Copy the items below, starting at the line that contains "Identify the dark blurred" and ending at the line that contains "[1229, 151]". Substitute "mane braid" for "mane plait" and leave everything else unchanged.

[Material to process]
/---

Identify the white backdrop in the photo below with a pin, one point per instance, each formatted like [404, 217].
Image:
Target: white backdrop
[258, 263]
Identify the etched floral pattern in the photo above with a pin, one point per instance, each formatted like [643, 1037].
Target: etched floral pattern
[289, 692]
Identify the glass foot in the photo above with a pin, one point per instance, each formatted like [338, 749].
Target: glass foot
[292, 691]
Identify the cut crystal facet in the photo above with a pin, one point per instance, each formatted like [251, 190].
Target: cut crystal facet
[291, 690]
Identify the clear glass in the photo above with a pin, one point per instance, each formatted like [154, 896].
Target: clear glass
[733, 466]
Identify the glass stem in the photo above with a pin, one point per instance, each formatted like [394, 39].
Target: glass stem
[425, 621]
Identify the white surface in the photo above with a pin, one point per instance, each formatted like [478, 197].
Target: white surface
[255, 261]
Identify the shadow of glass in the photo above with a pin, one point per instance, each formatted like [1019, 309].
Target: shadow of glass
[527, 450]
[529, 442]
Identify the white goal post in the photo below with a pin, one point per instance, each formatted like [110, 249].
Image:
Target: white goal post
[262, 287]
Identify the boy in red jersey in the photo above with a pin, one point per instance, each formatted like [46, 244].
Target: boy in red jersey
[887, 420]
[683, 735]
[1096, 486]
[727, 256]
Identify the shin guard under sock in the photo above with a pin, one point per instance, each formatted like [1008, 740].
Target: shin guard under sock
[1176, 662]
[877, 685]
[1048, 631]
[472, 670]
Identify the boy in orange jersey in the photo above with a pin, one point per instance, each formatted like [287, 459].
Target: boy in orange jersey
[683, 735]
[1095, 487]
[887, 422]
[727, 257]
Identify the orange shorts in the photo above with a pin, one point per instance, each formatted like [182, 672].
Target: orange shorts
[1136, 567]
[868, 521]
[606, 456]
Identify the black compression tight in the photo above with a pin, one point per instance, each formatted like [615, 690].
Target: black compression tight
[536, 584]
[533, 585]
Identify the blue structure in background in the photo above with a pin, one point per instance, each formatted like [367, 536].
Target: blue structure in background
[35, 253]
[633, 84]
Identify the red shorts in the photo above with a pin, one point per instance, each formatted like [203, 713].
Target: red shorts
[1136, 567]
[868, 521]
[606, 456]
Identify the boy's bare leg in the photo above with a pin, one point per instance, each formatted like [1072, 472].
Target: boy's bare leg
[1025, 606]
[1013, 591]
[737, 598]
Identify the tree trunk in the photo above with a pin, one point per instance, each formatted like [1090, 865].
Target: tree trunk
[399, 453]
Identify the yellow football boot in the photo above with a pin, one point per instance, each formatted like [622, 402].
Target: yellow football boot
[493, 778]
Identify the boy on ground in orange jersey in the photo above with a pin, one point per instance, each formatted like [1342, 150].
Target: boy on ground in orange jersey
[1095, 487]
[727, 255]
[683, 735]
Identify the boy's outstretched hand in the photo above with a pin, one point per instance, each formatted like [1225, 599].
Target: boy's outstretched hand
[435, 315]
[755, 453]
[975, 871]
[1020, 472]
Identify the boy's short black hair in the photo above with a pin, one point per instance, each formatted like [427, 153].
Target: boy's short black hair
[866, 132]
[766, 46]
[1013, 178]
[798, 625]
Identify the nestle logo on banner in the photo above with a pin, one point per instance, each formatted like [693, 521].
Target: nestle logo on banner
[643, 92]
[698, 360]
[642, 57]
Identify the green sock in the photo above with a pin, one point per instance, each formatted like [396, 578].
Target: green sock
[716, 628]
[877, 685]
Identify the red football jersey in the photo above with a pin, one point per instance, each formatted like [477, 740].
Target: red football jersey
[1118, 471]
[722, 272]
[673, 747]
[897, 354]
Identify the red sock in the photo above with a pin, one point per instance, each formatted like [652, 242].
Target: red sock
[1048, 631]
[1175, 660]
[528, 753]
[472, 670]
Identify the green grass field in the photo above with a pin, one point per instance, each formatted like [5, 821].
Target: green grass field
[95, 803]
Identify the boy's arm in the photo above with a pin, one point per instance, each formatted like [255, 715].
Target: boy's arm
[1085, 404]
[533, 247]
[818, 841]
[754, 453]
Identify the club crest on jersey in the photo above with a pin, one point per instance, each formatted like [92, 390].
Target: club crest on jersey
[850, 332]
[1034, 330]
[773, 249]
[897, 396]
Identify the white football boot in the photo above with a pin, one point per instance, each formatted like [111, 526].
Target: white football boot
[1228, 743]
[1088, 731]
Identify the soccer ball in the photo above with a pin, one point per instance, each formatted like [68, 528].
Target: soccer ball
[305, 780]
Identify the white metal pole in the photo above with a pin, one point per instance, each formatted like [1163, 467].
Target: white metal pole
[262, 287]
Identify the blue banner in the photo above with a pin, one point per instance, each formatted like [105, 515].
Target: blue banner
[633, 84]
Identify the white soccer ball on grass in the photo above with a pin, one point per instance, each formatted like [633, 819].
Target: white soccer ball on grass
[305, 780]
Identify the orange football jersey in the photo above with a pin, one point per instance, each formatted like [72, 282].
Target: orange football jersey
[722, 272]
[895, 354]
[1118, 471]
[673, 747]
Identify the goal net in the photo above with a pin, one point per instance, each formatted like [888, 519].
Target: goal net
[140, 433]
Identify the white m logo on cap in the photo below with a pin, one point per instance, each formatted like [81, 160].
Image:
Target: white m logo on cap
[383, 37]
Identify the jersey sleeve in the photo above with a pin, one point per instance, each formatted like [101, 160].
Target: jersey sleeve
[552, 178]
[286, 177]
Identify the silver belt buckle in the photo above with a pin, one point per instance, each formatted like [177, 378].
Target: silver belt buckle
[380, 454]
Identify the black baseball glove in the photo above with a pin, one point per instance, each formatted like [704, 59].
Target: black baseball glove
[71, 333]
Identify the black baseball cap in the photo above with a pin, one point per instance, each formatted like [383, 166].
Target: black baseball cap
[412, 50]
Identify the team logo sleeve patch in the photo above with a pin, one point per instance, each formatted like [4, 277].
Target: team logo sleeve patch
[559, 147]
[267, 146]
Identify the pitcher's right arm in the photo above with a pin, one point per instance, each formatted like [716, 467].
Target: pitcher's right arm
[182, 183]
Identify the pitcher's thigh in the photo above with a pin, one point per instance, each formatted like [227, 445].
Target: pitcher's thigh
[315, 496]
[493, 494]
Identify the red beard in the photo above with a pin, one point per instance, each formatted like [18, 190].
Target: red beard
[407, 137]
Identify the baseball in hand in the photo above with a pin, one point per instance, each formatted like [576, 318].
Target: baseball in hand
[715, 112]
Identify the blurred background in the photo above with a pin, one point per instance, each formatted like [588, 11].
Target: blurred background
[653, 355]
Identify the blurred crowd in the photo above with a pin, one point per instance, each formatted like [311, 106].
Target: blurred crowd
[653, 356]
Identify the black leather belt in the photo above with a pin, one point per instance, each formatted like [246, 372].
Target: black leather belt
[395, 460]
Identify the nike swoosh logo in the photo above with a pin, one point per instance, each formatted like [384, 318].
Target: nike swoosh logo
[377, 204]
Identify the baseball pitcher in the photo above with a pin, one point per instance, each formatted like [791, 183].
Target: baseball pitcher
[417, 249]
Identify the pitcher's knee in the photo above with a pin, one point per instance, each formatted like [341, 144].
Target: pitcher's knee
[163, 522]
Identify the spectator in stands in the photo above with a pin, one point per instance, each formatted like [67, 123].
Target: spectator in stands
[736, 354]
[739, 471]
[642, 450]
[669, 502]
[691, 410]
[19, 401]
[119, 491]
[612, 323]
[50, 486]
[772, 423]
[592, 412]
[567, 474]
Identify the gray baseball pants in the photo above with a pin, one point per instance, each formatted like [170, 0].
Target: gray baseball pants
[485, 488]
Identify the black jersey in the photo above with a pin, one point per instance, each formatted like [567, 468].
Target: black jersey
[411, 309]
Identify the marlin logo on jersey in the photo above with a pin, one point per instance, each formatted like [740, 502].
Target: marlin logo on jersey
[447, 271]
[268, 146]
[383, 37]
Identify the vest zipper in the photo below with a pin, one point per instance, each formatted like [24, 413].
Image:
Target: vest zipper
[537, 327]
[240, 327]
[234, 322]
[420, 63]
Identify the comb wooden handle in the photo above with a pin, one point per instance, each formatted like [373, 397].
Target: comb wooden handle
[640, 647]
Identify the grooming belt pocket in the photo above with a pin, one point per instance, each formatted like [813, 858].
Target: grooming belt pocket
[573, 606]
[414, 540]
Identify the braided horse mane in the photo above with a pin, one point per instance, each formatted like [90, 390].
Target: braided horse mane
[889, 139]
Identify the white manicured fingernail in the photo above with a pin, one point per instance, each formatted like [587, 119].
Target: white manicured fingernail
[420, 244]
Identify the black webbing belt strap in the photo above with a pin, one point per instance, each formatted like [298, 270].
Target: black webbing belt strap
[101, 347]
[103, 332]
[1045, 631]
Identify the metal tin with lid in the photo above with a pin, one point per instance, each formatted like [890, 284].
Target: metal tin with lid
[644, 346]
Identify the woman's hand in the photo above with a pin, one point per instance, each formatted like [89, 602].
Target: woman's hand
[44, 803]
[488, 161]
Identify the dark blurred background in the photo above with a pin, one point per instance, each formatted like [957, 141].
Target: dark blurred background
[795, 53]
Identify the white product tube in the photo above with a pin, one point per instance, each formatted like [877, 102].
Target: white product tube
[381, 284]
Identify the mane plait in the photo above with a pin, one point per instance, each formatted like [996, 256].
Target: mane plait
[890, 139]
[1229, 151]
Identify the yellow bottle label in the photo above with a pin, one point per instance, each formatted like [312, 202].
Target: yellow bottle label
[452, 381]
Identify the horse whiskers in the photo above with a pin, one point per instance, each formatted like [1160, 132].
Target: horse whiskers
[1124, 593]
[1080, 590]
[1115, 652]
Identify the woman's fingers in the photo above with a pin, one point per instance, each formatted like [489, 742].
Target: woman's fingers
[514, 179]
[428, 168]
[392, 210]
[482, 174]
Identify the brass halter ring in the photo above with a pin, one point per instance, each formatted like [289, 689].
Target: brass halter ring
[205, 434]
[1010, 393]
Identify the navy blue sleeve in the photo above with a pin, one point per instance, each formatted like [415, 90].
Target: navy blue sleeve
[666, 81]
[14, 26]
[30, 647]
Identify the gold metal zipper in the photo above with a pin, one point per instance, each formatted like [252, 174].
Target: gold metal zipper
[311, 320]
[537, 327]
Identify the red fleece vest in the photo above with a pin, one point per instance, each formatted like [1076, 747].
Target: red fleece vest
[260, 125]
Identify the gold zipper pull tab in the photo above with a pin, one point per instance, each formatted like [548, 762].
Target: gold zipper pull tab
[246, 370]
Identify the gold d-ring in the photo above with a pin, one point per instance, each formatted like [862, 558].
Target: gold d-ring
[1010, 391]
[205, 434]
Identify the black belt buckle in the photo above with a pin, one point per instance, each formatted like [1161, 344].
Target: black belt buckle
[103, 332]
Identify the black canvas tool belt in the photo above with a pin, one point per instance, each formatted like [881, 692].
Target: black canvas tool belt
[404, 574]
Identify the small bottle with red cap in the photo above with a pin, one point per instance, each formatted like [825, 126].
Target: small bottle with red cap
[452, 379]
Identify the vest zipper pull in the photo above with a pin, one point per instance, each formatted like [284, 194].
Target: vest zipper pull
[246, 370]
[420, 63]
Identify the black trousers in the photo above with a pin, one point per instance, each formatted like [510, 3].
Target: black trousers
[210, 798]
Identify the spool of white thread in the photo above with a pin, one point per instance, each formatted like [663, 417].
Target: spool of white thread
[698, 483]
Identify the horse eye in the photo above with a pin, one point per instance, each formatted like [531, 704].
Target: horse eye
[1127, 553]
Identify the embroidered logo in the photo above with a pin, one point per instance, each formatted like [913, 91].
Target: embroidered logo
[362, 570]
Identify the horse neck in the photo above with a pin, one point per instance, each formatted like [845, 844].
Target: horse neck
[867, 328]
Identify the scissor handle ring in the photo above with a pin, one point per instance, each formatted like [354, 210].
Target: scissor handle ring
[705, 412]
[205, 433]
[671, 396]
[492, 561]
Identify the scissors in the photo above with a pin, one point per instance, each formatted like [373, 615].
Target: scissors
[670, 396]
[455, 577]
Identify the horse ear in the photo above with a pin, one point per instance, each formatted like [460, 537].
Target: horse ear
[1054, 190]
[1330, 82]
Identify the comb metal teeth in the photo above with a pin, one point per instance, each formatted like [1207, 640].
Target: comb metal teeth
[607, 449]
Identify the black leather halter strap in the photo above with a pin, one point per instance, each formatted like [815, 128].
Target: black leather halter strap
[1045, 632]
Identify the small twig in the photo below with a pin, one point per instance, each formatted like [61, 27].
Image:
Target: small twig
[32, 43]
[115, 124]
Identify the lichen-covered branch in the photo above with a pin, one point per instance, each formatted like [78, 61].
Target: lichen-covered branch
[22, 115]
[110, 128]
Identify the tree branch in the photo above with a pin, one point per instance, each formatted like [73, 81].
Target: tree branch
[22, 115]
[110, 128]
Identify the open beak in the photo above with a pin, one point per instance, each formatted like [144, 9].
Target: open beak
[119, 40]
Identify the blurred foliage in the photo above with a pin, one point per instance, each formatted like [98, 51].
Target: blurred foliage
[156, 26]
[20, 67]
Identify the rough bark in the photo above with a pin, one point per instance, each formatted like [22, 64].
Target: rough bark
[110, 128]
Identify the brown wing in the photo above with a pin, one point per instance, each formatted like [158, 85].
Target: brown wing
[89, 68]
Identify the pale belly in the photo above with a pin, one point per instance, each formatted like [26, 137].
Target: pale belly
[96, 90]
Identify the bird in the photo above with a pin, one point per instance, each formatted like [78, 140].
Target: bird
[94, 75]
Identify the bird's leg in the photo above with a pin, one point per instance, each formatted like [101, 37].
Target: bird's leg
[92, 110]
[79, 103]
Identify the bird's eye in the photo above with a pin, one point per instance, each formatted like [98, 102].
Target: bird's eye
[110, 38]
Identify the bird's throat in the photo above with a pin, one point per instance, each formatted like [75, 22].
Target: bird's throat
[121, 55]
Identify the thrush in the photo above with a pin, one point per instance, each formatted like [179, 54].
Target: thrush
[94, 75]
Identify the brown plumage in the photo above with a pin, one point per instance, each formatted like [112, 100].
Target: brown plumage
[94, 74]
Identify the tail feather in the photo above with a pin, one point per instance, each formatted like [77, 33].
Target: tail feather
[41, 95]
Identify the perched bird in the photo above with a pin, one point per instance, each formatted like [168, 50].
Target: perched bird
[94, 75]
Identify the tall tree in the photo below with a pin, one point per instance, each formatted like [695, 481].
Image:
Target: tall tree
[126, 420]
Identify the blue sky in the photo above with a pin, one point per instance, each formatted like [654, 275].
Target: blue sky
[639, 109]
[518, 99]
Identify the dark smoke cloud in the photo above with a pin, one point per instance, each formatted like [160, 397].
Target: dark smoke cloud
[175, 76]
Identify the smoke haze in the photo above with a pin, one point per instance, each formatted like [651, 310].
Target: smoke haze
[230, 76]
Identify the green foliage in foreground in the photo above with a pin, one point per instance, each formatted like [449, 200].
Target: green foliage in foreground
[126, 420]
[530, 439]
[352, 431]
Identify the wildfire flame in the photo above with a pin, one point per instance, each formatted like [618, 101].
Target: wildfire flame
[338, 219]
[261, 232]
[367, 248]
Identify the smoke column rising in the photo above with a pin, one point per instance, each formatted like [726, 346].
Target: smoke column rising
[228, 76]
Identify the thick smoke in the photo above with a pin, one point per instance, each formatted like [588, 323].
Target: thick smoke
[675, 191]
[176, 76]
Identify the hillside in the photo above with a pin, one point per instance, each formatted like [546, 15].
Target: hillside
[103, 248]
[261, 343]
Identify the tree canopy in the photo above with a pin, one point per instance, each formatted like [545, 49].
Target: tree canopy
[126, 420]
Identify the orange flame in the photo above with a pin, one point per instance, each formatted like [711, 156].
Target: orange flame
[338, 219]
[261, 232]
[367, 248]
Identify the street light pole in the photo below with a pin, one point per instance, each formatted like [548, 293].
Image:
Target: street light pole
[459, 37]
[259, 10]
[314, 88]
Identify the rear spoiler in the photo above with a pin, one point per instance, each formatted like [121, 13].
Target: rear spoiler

\---

[Exercise solution]
Identify the dark blurred background in the photo above with a pin, one point per instance, each formatted like [957, 141].
Target: dark blurred background
[795, 53]
Identify the white product tube in the photo above with a pin, one point per instance, each formatted like [877, 102].
Target: white product tube
[381, 284]
Identify the mane braid in the photo above with a pin, one point per instance, each formatted like [996, 256].
Target: mane braid
[890, 139]
[1229, 151]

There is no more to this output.